> **Data rows**
===

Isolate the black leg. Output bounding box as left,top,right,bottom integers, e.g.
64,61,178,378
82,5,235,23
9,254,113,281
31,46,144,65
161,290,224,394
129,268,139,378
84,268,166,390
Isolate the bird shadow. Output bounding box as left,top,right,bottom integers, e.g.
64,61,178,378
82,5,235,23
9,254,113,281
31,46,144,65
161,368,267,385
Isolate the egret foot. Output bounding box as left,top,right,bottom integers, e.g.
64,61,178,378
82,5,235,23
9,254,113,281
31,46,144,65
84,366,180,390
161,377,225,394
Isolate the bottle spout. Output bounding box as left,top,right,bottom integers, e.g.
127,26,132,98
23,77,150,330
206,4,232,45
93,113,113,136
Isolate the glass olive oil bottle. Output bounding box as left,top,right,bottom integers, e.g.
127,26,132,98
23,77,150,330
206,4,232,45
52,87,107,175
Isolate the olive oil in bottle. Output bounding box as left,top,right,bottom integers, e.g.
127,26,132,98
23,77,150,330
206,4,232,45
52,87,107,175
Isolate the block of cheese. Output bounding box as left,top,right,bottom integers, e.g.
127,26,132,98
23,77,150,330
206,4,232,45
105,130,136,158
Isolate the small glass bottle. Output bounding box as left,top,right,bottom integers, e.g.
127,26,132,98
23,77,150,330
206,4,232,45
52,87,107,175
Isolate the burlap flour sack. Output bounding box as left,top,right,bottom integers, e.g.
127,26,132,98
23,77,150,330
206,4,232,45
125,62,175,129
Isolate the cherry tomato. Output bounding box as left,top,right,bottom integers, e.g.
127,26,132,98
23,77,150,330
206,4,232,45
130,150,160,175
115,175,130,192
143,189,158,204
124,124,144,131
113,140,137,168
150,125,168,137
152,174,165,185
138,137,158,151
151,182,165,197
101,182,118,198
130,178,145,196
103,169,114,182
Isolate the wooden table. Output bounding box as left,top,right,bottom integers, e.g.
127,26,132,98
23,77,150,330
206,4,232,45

===

> **Exercise requirements**
Starting at the line containing "Isolate the olive" and continuing through the end of the records, add 41 to every bounding box coordinate in the answers, then write out every line of that part again. Keep the instruction lines and their sample values unchanged.

> **Reply to the task**
Isolate the olive oil in bottle. Output bounding box as left,top,right,bottom integers, e.g.
127,26,132,98
23,77,150,330
206,4,232,45
93,128,148,216
Isolate the block of cheese. Output bounding box as left,top,right,bottom integers, e.g.
127,26,132,98
23,77,150,330
206,4,232,45
146,171,177,199
Isolate the small glass bottle. Output bounding box as left,top,right,bottom integers, e.g.
127,26,132,98
23,77,150,330
206,4,232,45
93,128,148,216
Isolate the burlap flour sack. Output bounding box as left,top,right,bottom integers, e.g.
127,26,132,98
23,77,150,330
206,4,232,45
166,103,216,170
Isolate the cherry tomato. Output bounding box as left,top,right,bottom integers, e.g.
127,26,132,98
23,77,150,330
206,4,232,45
171,191,201,216
156,216,171,233
184,230,199,245
165,165,185,172
154,181,178,209
191,166,209,178
193,215,206,226
179,178,199,192
192,223,206,238
142,223,159,239
171,219,186,237
144,210,155,223
Isolate the wooden table. Output bounding box as left,top,right,bottom integers, e.g.
127,26,132,98
23,77,150,330
206,4,232,45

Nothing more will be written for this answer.